1 Ottobre 2010
Autogestione e politica prima

Buone pratiche di vicinato e di prossimità

Alessandra De Perini.

Recensione di SPERANZA NEL BUIO, Guida per cambiare il mondo
di Rebecca Solnit (Fandango libri, Roma 2005)

Chi avrebbe immaginato, solo due decenni fa, un mondo in cui fosse scomparsa l’Unione Sovietica e avesse fatto il suo arrivo Internet? E che il prigioniero politico Nelson Mandela sarebbe diventato presidente del Sudafrica trasformato o che la rivolta zapatista nel Messico meridionale avrebbe segnalato il risorgere dell’universo indigeno? Rebecca Solnit, saggista e critica d’arte femminista, dalla prosa brillante e incisiva, attiva nei movimenti del suo paese, gli Stati Uniti, pone queste domande all’inizio del testo intitolato Speranza nel buio – guida per cambiare il mondo, una raccolta di brevi saggi, pubblicata nel 2005, in piena epoca Bush. La Solnit afferma che ci sono momenti in cui non solo il futuro, ma lo stesso presente sono oscuri e che solo poche persone riconoscono quanto sia radicalmente trasformato il mondo in cui viviamo. L’autrice vuole proporre una nuova visione del modo in cui avvengono le trasformazioni e sostiene, criticando la concezione meccanicistica del cambiamento, basata sulla logica dei rapporti di causa/effetto, che bisogna innanzitutto “cambiare l’immaginario del cambiamento”. Questo, secondo lei, è il grande problema di oggi. I cambiamenti, le rivoluzioni che contano, infatti, per la Solnit, si svolgono innanzitutto dentro di noi, nella nostra mente e nelle forme della nostra immaginazione. Il cambiamento più difficile è rendersi conto che la politica nasce dalla diffusione delle idee e dalla immaginazione che prende forma. I cambiamenti che contano sono così difficili da fare, perché non scorrono lungo il tempo lineare della Storia, ma seguono il tempo della vita materiale, con i suoi umori, la sua lentezza, le improvvise intuizioni. La storia, dice Rebecca Solnit, non è un esercito che marcia sempre avanti, obbedendo al principio di causa ed effetto, è come “un granchio che scappa lateralmente”, è “un rivolo d’acqua che gocciola sulla pietra consumandola”, un “terremoto che spezza secoli di tensione”. A volte poche persone ricche di passione cambiano il mondo, a volte le parole di una persona sola ispirano un movimento, anche dopo molti anni. A volte il cambiamento avviene improvvisamente, come quando cambia il tempo; a volte, invece, è necessario un accumulo graduale di cambiamenti impercettibili perché si determini una svolta nella storia.

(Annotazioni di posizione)
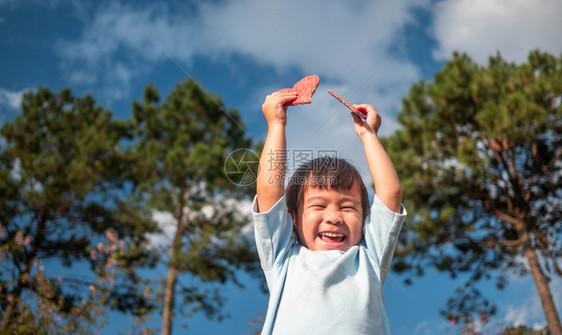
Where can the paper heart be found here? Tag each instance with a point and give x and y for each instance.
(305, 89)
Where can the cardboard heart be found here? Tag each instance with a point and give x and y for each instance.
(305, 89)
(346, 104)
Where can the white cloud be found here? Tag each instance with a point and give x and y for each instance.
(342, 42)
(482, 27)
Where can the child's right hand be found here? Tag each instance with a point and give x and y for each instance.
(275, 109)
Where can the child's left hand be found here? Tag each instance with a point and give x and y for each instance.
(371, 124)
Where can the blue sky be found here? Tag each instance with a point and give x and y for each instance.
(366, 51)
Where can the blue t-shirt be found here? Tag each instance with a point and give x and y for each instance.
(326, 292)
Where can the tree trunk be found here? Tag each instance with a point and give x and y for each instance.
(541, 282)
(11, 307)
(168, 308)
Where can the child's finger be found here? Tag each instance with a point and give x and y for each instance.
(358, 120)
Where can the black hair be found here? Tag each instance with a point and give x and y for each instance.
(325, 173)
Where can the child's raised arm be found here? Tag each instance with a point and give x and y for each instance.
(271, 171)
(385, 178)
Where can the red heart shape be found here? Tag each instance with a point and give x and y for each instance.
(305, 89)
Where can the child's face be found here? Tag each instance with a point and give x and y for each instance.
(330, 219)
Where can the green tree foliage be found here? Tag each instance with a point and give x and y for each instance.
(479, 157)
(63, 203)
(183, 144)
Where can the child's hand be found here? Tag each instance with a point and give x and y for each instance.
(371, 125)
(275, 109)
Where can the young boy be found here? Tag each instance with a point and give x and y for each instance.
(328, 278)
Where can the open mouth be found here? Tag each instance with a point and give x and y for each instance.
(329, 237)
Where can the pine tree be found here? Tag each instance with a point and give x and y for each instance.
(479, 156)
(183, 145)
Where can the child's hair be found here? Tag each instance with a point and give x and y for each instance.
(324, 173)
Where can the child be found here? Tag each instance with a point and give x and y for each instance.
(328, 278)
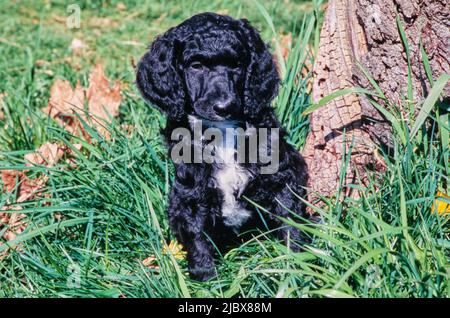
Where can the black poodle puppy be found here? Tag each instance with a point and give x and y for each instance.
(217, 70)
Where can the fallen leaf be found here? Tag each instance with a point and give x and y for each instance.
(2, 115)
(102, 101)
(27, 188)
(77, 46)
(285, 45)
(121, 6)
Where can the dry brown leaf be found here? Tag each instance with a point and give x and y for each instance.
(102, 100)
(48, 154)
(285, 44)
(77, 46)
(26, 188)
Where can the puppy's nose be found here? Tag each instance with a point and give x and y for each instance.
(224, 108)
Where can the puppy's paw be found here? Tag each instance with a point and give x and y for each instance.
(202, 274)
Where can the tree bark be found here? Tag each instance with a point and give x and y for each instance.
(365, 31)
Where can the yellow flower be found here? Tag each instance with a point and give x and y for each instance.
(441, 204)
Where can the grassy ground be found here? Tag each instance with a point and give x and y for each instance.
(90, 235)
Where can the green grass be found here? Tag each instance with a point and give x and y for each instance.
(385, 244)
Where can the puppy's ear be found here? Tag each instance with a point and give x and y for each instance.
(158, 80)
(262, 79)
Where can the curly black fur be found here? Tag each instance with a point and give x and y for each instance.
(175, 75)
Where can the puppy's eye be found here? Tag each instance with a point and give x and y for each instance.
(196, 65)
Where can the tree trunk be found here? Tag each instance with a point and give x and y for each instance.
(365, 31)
--
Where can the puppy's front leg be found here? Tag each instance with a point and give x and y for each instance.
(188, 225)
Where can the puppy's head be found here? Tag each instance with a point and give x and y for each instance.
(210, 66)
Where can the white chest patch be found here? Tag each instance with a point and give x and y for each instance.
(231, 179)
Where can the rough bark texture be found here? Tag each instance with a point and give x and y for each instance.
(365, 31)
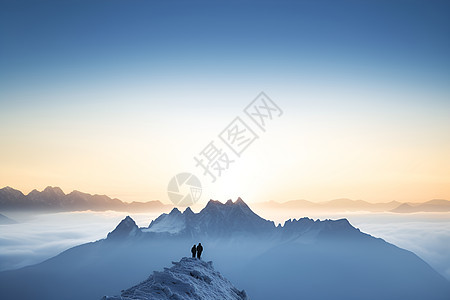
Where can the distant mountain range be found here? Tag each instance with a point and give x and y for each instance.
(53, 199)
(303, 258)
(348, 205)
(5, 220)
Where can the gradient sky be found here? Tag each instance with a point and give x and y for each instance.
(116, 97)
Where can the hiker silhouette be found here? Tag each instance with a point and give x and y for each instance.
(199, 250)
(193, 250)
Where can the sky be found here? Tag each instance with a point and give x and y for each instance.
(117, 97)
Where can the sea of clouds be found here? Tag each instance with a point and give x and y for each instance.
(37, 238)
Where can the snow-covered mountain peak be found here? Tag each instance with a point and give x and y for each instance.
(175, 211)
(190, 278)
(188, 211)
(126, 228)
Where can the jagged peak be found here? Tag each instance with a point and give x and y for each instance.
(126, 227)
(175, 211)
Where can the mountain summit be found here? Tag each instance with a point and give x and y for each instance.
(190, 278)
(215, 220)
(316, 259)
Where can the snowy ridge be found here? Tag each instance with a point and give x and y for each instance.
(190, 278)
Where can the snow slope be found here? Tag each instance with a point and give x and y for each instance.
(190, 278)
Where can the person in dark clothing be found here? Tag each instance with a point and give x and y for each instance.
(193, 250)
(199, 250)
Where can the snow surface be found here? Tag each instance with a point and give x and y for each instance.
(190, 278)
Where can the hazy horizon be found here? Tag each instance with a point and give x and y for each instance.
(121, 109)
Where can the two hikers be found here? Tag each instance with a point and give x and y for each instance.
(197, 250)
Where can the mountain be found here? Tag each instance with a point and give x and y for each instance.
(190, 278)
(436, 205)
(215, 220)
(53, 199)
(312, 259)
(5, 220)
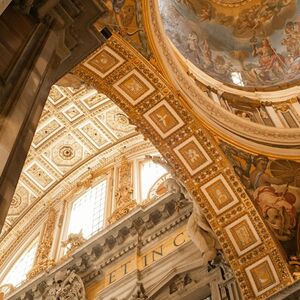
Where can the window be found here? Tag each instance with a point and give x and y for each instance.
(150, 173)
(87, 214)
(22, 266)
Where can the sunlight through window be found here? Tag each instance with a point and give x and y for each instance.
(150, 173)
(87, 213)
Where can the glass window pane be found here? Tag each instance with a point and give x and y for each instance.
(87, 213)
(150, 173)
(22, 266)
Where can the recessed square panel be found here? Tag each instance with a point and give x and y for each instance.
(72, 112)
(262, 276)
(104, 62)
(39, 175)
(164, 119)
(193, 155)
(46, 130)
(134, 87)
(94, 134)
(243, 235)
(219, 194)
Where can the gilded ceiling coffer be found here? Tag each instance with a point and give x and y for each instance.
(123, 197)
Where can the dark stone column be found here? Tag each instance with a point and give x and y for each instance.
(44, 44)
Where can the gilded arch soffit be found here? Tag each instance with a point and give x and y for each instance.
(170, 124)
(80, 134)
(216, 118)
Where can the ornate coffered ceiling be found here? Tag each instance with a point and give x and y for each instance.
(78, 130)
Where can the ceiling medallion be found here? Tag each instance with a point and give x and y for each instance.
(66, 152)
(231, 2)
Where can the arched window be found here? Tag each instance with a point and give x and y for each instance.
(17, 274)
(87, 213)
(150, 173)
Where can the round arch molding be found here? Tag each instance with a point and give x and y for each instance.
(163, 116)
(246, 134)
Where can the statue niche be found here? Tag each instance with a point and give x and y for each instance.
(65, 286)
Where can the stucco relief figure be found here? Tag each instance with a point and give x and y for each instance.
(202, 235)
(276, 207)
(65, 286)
* * *
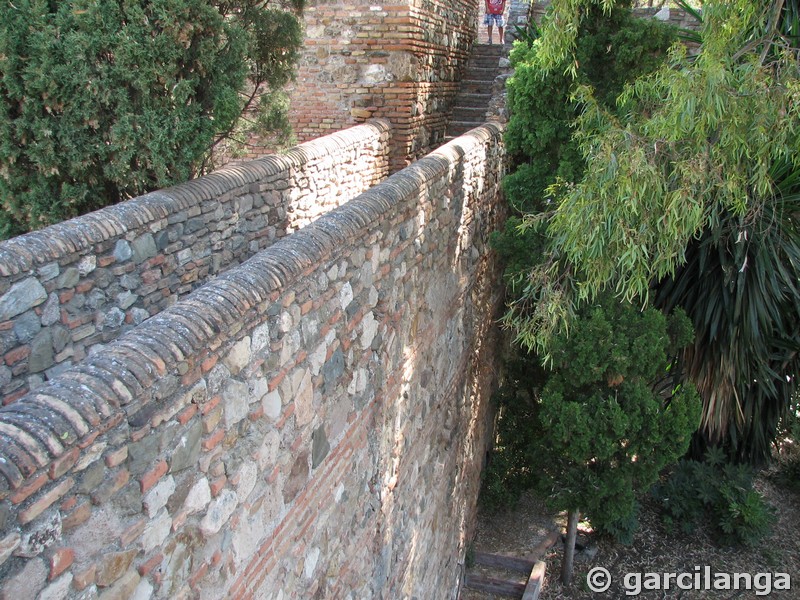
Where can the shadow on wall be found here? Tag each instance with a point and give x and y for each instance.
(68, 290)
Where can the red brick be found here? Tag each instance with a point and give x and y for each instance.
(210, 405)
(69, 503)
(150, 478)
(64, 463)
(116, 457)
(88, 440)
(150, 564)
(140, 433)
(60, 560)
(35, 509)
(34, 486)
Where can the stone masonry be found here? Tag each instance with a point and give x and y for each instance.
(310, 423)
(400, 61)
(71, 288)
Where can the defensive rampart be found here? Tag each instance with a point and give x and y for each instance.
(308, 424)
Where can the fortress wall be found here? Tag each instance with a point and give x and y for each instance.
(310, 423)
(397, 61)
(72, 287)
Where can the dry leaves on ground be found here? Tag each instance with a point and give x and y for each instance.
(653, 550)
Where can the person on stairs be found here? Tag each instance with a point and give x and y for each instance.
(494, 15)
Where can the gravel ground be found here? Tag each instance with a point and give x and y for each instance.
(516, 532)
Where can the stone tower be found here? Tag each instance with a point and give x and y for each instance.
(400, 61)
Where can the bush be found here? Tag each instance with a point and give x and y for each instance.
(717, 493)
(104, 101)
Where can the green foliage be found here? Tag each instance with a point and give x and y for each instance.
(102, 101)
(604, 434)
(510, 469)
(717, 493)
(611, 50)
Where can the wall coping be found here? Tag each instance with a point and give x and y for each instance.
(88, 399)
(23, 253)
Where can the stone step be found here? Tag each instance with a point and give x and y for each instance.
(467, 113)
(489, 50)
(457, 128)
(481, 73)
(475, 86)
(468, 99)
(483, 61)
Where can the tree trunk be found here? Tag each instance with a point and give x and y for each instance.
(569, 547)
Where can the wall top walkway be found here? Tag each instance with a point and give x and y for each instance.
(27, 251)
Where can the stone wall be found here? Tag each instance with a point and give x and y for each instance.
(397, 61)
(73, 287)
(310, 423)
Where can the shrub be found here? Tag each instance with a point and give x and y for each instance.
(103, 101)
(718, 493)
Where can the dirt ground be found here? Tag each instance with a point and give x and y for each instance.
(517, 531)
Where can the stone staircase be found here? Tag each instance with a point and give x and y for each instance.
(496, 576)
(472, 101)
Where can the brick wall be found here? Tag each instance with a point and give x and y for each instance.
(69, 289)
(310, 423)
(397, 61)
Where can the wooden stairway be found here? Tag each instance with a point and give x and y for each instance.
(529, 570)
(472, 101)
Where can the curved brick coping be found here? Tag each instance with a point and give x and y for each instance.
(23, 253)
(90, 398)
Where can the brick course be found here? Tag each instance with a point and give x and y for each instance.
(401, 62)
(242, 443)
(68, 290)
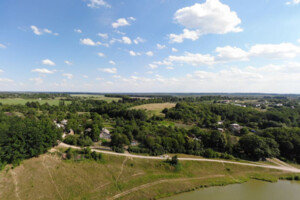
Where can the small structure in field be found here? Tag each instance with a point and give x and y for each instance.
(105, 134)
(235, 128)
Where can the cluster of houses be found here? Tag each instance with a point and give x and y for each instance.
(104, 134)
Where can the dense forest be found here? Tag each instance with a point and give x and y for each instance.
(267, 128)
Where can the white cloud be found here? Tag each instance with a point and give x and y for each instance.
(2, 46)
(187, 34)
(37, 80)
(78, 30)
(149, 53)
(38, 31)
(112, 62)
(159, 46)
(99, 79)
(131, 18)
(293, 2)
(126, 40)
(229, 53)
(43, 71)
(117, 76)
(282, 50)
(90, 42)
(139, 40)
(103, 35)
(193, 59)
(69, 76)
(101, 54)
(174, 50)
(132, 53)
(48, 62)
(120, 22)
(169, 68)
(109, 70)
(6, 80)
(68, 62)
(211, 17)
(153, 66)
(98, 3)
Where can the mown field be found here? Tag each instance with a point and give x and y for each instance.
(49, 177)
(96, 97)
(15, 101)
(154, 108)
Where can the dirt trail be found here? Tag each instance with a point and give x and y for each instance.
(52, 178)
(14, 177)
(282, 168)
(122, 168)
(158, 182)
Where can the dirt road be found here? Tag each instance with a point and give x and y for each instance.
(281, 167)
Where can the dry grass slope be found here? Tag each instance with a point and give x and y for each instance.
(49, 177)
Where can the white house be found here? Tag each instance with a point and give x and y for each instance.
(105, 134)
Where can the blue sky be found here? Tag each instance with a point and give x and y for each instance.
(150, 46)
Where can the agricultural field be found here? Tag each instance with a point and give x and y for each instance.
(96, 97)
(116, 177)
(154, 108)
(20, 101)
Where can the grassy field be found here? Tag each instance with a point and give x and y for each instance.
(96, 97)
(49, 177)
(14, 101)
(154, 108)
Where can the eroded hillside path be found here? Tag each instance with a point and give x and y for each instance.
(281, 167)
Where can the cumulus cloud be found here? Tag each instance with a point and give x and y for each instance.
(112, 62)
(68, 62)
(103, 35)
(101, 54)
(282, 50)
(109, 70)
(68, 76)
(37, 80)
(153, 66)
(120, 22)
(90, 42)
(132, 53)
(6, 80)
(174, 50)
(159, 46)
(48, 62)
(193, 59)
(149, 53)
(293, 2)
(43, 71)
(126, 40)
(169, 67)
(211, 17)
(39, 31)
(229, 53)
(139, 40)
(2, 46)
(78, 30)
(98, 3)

## DETTAGLI DEL COMPITO
Trascrivi la parte della recensione di Speranza nel buio che comincia con "1 Ottobre 2010" e prosegue fino a "libri, Roma 2005)".

## LA SOLUZIONE
1 Ottobre 2010
Autogestione e politica prima

Buone pratiche di vicinato e di prossimità

Alessandra De Perini.

Recensione di SPERANZA NEL BUIO, Guida per cambiare il mondo
di Rebecca Solnit (Fandango libri, Roma 2005)